### TEXTO EXTRAÍDO
===============

Vivencias Nerudianas
Una velada inolvidable en Santiago de Chile
Fue el domingo 24 de abril del 66, en una grisácea mañana otoñal, cuando conocí en persona a Pablo Neruda en Santiago de Chile. Se celebraba en el Teatro Baquedano un acto de solidaridad con Santo Domingo ocupado por las tropas de la FIP. Presentes dirigentes demócratas cristianos, socialistas y comunistas, líderes sindicales y universitarios, personalidades culturales, exponentes del neo folklore como Ángel e Isabel Parra, Víctor Jara, Patricio Mann. Tras la velada artística y los discursos -incluido el de Lucas Rojas, dirigente del BRUC-, el plato fuerte fue Neruda, quien leyó en tono monorrítmico su memorable Versainograma a Santo Domingo.

===============

### CONSIGNAS
**1)** Devuelve sin cambios el pasaje del texto sobre Neruda que va desde "Vivencias Nerudianas" hasta "a Santo Domingo.".
**2)** Enumera los exponentes del neo folklore que, según el texto sobre Neruda, estuvieron presentes en el acto.

===============

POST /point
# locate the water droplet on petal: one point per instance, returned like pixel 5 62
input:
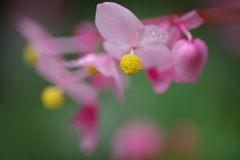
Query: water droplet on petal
pixel 154 33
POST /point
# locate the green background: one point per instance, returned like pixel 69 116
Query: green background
pixel 28 131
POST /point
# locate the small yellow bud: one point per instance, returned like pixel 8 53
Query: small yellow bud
pixel 30 55
pixel 92 70
pixel 52 97
pixel 131 64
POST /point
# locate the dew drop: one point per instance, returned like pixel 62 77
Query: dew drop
pixel 154 33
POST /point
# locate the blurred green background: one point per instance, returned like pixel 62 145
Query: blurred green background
pixel 28 131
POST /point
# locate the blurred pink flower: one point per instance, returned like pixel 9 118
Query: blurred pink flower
pixel 49 62
pixel 86 122
pixel 189 58
pixel 108 73
pixel 138 140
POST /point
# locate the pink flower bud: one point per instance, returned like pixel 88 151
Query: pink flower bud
pixel 189 58
pixel 136 141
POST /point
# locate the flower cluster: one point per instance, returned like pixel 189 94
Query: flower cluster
pixel 155 45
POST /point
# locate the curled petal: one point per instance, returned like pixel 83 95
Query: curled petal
pixel 155 56
pixel 117 24
pixel 116 50
pixel 189 59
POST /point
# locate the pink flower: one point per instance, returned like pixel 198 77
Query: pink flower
pixel 174 23
pixel 137 140
pixel 105 72
pixel 124 33
pixel 189 58
pixel 86 122
pixel 88 38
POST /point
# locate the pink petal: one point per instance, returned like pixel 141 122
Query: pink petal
pixel 192 19
pixel 117 82
pixel 189 59
pixel 155 21
pixel 161 81
pixel 155 56
pixel 152 35
pixel 116 50
pixel 117 24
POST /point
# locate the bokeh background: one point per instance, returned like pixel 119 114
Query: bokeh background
pixel 29 131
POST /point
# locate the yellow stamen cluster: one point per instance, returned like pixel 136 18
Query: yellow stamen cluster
pixel 30 55
pixel 52 97
pixel 131 64
pixel 92 70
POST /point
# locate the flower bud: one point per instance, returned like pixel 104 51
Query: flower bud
pixel 189 59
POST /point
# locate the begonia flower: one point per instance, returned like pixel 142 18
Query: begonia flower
pixel 86 122
pixel 124 33
pixel 100 67
pixel 174 23
pixel 138 140
pixel 48 64
pixel 189 58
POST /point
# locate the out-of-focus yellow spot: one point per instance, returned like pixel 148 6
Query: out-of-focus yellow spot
pixel 92 70
pixel 131 64
pixel 52 97
pixel 30 55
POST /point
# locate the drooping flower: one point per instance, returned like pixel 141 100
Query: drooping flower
pixel 124 33
pixel 189 58
pixel 48 65
pixel 86 122
pixel 138 140
pixel 102 71
pixel 174 23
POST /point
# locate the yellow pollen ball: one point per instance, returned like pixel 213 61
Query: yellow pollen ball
pixel 30 55
pixel 52 97
pixel 92 70
pixel 131 64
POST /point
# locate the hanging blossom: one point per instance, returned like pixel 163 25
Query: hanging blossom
pixel 49 65
pixel 188 56
pixel 156 50
pixel 128 40
pixel 102 72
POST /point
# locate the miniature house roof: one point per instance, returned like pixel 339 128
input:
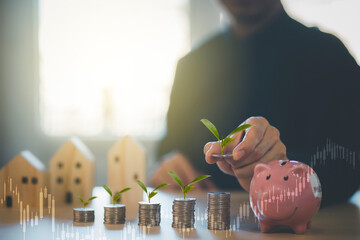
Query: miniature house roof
pixel 34 161
pixel 82 148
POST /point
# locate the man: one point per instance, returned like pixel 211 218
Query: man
pixel 299 81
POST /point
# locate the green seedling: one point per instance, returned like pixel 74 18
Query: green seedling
pixel 148 193
pixel 229 138
pixel 87 202
pixel 116 196
pixel 187 188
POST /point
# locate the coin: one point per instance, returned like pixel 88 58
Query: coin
pixel 183 213
pixel 149 214
pixel 218 210
pixel 83 215
pixel 114 214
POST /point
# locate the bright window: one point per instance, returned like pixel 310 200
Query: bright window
pixel 338 17
pixel 107 66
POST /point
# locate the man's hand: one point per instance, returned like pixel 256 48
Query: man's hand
pixel 259 144
pixel 178 163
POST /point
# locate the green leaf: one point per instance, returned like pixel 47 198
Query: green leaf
pixel 175 177
pixel 81 200
pixel 117 197
pixel 152 194
pixel 92 198
pixel 198 179
pixel 142 185
pixel 239 129
pixel 187 189
pixel 124 190
pixel 107 189
pixel 211 127
pixel 161 186
pixel 226 141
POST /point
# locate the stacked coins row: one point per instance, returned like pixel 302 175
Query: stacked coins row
pixel 218 210
pixel 83 215
pixel 114 214
pixel 149 214
pixel 183 213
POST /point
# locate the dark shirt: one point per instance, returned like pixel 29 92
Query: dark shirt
pixel 303 81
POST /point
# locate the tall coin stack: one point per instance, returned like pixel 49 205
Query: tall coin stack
pixel 149 214
pixel 183 213
pixel 114 214
pixel 218 210
pixel 83 215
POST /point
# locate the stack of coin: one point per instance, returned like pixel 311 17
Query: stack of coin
pixel 149 214
pixel 183 213
pixel 218 210
pixel 114 214
pixel 83 215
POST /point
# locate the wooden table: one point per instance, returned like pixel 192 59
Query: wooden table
pixel 336 222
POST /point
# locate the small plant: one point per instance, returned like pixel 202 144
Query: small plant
pixel 148 193
pixel 228 139
pixel 87 202
pixel 117 196
pixel 187 188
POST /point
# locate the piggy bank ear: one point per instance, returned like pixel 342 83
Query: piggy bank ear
pixel 260 167
pixel 299 170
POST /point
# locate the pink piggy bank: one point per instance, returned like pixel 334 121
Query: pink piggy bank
pixel 285 193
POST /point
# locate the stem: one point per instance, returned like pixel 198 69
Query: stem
pixel 222 149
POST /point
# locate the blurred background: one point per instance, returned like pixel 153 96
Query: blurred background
pixel 100 69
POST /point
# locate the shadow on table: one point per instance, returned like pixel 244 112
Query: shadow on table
pixel 186 232
pixel 114 226
pixel 149 230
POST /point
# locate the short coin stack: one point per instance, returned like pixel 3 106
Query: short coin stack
pixel 149 214
pixel 114 214
pixel 218 210
pixel 183 213
pixel 83 215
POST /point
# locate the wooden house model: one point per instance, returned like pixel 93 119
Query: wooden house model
pixel 126 163
pixel 72 171
pixel 24 175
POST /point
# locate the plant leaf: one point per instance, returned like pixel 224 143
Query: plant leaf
pixel 107 189
pixel 202 177
pixel 226 141
pixel 81 200
pixel 152 194
pixel 124 190
pixel 92 198
pixel 239 129
pixel 142 185
pixel 175 177
pixel 161 186
pixel 117 197
pixel 211 127
pixel 188 188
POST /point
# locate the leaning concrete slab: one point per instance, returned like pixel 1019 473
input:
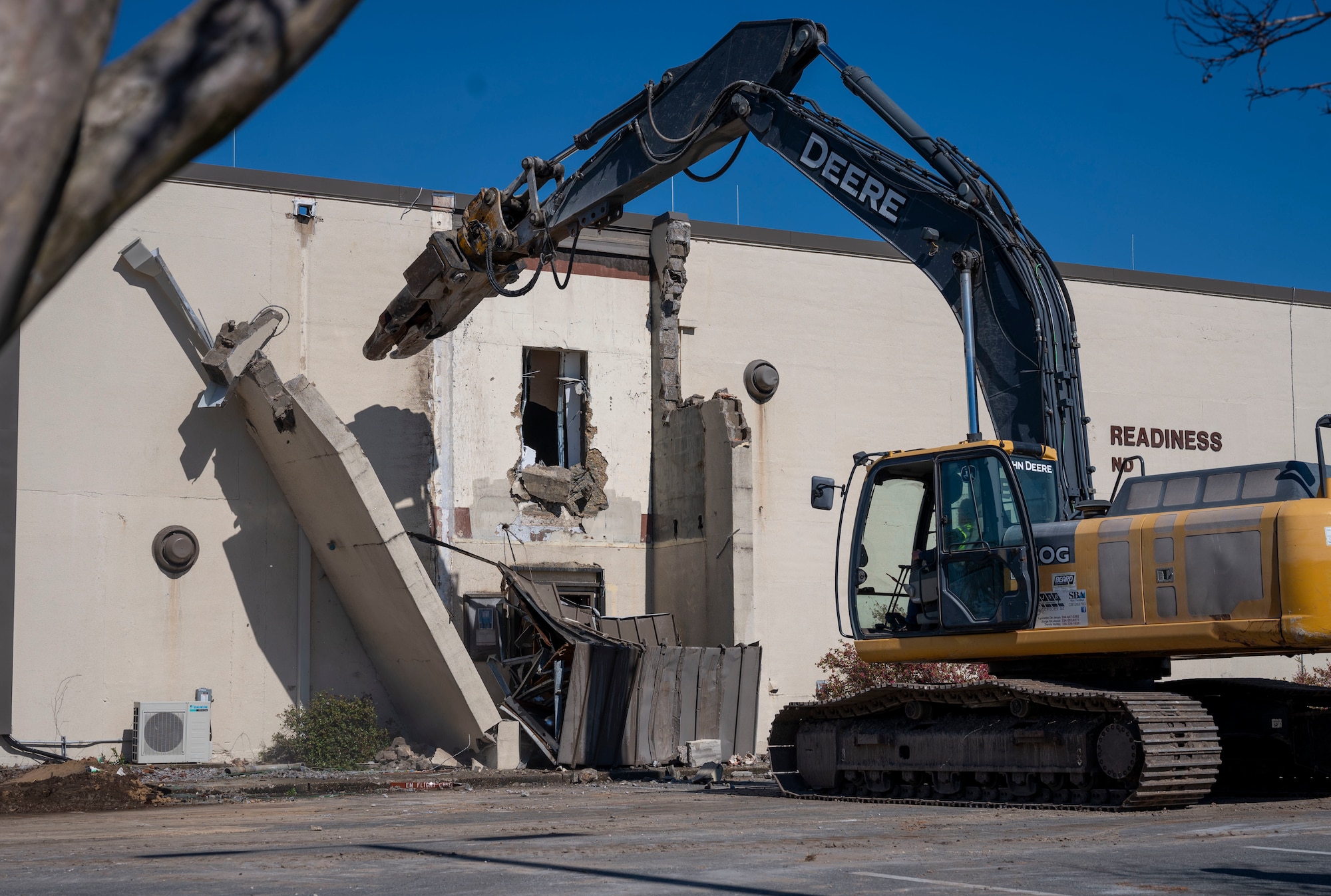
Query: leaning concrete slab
pixel 365 552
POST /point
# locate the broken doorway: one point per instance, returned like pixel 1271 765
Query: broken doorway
pixel 554 390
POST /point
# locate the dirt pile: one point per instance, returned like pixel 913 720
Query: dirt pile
pixel 77 786
pixel 404 757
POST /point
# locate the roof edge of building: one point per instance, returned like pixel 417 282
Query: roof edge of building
pixel 714 230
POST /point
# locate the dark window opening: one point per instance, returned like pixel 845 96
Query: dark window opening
pixel 577 584
pixel 554 390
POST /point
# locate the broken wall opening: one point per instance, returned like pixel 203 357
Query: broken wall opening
pixel 558 471
pixel 554 390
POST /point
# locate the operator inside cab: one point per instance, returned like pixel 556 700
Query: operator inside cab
pixel 970 504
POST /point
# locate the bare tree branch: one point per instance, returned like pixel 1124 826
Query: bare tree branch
pixel 1216 33
pixel 50 53
pixel 170 98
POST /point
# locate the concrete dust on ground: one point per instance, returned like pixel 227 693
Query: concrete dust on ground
pixel 664 838
pixel 78 786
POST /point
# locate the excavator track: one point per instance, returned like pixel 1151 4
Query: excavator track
pixel 1276 736
pixel 1027 744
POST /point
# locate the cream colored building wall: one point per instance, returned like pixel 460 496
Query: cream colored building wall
pixel 604 317
pixel 1246 369
pixel 870 359
pixel 112 447
pixel 112 450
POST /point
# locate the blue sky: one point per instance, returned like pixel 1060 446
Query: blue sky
pixel 1085 113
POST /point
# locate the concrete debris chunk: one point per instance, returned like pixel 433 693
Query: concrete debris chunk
pixel 275 392
pixel 550 484
pixel 236 345
pixel 703 752
pixel 711 773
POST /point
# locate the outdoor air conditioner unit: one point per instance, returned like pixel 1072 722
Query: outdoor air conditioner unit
pixel 180 732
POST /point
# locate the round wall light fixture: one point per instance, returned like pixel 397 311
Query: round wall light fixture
pixel 761 380
pixel 175 549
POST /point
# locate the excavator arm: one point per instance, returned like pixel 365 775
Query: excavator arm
pixel 954 222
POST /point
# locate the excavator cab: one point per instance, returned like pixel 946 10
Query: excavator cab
pixel 943 541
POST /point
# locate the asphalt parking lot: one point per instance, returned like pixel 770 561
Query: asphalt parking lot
pixel 621 838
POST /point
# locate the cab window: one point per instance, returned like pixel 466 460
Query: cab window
pixel 979 518
pixel 896 533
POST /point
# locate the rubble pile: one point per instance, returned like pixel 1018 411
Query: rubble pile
pixel 77 786
pixel 403 757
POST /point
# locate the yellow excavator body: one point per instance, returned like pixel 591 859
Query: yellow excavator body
pixel 962 555
pixel 1290 616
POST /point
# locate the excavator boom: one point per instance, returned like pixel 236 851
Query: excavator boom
pixel 1026 333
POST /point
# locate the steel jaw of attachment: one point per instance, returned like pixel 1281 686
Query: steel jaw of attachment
pixel 441 290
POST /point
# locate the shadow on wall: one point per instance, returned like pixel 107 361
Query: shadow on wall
pixel 400 446
pixel 262 553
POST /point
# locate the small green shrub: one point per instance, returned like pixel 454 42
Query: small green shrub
pixel 331 733
pixel 1320 676
pixel 849 674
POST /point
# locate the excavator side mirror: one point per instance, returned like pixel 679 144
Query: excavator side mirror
pixel 822 492
pixel 1325 420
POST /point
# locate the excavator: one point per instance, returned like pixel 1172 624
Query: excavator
pixel 988 551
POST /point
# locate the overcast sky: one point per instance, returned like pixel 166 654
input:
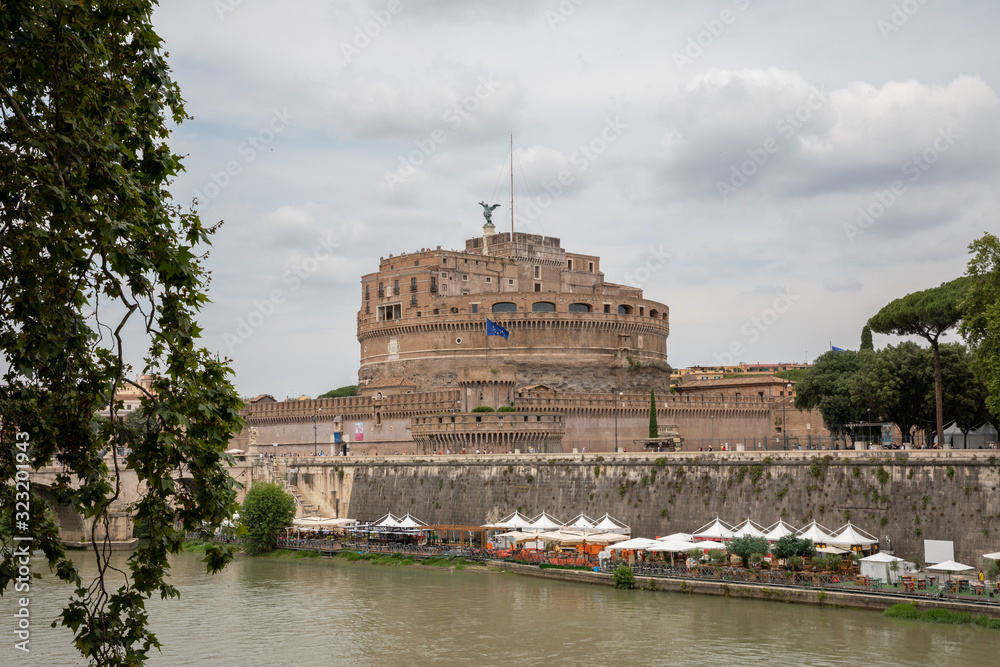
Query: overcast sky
pixel 774 172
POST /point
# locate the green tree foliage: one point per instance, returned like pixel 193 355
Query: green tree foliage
pixel 866 338
pixel 895 383
pixel 341 392
pixel 832 387
pixel 95 251
pixel 267 510
pixel 654 430
pixel 623 577
pixel 745 546
pixel 964 393
pixel 981 315
pixel 928 314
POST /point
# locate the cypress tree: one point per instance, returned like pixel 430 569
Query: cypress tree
pixel 653 429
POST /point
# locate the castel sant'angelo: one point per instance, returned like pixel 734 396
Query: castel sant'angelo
pixel 575 370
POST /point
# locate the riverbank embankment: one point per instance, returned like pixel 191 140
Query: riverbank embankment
pixel 792 594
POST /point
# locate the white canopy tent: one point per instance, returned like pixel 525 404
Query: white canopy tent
pixel 853 537
pixel 512 522
pixel 715 530
pixel 748 529
pixel 778 530
pixel 611 525
pixel 950 566
pixel 637 543
pixel 409 521
pixel 879 566
pixel 817 533
pixel 544 522
pixel 583 522
pixel 673 546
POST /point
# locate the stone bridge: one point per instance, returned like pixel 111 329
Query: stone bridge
pixel 76 531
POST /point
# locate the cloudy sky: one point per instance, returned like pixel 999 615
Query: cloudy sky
pixel 773 171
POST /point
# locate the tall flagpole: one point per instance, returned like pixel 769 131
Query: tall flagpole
pixel 511 187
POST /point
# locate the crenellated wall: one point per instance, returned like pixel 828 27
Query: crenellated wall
pixel 907 497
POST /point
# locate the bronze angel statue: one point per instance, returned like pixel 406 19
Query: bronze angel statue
pixel 488 211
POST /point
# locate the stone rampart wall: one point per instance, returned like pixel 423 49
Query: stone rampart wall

===============

### SOLUCIONES
**1)**
Vivencias Nerudianas
Una velada inolvidable en Santiago de Chile
Fue el domingo 24 de abril del 66, en una grisácea mañana otoñal, cuando conocí en persona a Pablo Neruda en Santiago de Chile. Se celebraba en el Teatro Baquedano un acto de solidaridad con Santo Domingo ocupado por las tropas de la FIP. Presentes dirigentes demócratas cristianos, socialistas y comunistas, líderes sindicales y universitarios, personalidades culturales, exponentes del neo folklore como Ángel e Isabel Parra, Víctor Jara, Patricio Mann. Tras la velada artística y los discursos -incluido el de Lucas Rojas, dirigente del BRUC-, el plato fuerte fue Neruda, quien leyó en tono monorrítmico su memorable Versainograma a Santo Domingo.

**2)** Ángel Parra, Isabel Parra, Víctor Jara y Patricio Mann.